(Data shown Opens)

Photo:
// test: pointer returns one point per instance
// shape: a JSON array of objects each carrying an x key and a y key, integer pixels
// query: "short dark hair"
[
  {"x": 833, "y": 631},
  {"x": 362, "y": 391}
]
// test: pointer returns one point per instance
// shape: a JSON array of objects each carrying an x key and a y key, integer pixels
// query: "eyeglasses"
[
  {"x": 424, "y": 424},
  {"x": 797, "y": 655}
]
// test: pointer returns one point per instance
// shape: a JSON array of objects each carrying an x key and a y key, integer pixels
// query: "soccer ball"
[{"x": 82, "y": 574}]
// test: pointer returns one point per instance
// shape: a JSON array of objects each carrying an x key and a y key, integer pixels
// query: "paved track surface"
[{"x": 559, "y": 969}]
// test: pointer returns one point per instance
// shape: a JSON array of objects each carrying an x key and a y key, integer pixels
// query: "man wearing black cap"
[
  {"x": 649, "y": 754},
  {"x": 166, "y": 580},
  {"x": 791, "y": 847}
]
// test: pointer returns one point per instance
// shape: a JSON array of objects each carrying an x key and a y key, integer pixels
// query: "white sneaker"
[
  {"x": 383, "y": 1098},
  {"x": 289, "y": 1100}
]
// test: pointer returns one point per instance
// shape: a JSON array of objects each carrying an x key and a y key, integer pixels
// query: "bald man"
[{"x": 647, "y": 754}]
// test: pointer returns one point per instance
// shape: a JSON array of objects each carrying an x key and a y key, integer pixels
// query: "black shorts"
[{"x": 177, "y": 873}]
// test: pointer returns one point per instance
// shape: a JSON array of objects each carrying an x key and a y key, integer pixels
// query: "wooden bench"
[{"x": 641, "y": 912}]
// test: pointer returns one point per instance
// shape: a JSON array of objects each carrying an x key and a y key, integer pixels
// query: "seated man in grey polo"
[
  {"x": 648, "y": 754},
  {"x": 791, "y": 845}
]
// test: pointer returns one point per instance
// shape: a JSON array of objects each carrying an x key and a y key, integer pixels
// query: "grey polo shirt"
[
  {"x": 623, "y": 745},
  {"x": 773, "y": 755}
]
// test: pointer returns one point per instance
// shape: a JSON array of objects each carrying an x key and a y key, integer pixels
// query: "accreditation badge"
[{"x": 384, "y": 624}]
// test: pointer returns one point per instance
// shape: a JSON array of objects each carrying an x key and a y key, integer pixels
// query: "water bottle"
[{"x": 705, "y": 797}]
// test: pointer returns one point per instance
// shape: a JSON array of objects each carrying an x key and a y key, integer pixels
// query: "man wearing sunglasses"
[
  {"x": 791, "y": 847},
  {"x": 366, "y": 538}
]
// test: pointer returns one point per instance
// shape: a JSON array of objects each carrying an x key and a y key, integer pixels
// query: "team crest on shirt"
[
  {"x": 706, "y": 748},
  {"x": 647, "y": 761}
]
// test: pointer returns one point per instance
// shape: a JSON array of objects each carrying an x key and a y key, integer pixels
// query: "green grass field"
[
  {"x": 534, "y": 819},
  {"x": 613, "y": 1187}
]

(Data shown Closes)

Please repeat the material above word for word.

Photo:
// test: pointer returns one point per instance
// shape: a JSON array of objects each carrying an x key and a y key, integer pixels
// query: "short dark hair"
[
  {"x": 833, "y": 631},
  {"x": 362, "y": 391}
]
// test: pointer returns one point per instance
// shape: a JSON array of objects each carrying an x key and a y key, integer pixels
// query: "eyeglasses"
[
  {"x": 424, "y": 424},
  {"x": 797, "y": 655}
]
// test: pointer returns one point per instance
// shape: a JSON array of objects each carrying an x key and a y key, integer pixels
// query: "soccer ball"
[{"x": 82, "y": 574}]
// test: pointer returns one point per instance
// shape: a JSON array of objects each carrying an x key and a y key, integer pixels
// query: "paved track surface"
[{"x": 559, "y": 969}]
// test: pointer returns one point per instance
// shape: a JSON array of objects each carrying an x key and a y key, integer pixels
// query: "man wearing black cap"
[
  {"x": 649, "y": 754},
  {"x": 166, "y": 580},
  {"x": 791, "y": 847}
]
// test: pointer returns one point per instance
// shape: a JSON array of objects each carrying an x key and a y key, integer pixels
// query: "white sneaker"
[
  {"x": 383, "y": 1098},
  {"x": 289, "y": 1100}
]
// test: pointer returns one point per instance
// shape: a JSON array of objects each carrying an x key and a y key, integer pixels
// query: "bald man"
[{"x": 647, "y": 754}]
// test: pointer returns one point per instance
// shape: a JSON array of objects each carrying an x key and a y key, integer pixels
// query: "black shorts"
[{"x": 177, "y": 873}]
// test: pointer returns one point per instance
// shape: a JSON array of objects each carrying an x key and a y key, integer pixels
// query: "wooden bench"
[{"x": 641, "y": 912}]
// test: pointer returns one point per instance
// shape: a JSON array of objects each carrying an x key and a y key, integer pixels
// query: "seated man in grey polo"
[
  {"x": 648, "y": 754},
  {"x": 791, "y": 845}
]
// test: pointer returns one point per instance
// shape: a JSON array of objects each carrying an x key and a y key, integer pixels
// query: "grey polo shirt"
[
  {"x": 623, "y": 745},
  {"x": 773, "y": 755}
]
// test: pointer returns one point per instance
// shape: a JSON array of objects each carrying an x key and a y key, integer pixels
// query: "accreditation badge"
[{"x": 384, "y": 624}]
// test: pointer returns one point per instance
// shape: a JSON array of objects each carrying an x key and a y key, integer pixels
// query: "water bottle"
[{"x": 705, "y": 797}]
// test: pointer returns one point per instance
// shape: a JSON array of objects each carrying an x key and a y key, integer pixels
// query: "man wearing sunglasses"
[
  {"x": 791, "y": 847},
  {"x": 366, "y": 538}
]
// test: pointer returns one point per instance
// shape: a JSON array of objects each carrying an x key and a y key, integer pixels
// query: "team crest on shirt"
[
  {"x": 706, "y": 748},
  {"x": 647, "y": 761}
]
// test: pointer returns one point per instance
// shape: a JSON array of objects each carrying an x key and a y key, integer pixels
// query: "green grass field"
[
  {"x": 534, "y": 819},
  {"x": 613, "y": 1187}
]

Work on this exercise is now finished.